_YOUR GOAL_
Identify each line in the items below that contains the word "water", and copy every one of those lines.

_EXTRACTED RECORDS_
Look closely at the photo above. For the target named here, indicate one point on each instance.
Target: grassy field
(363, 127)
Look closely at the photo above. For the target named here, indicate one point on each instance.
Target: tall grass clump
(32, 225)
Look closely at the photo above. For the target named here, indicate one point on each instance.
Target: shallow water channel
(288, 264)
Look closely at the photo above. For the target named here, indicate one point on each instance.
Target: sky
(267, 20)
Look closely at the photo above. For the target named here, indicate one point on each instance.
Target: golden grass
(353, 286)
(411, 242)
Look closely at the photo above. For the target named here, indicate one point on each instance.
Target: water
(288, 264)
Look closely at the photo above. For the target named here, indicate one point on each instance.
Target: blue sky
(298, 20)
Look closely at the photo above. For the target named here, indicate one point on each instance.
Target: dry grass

_RIGHT ANSWER_
Target: shallow water channel
Target: water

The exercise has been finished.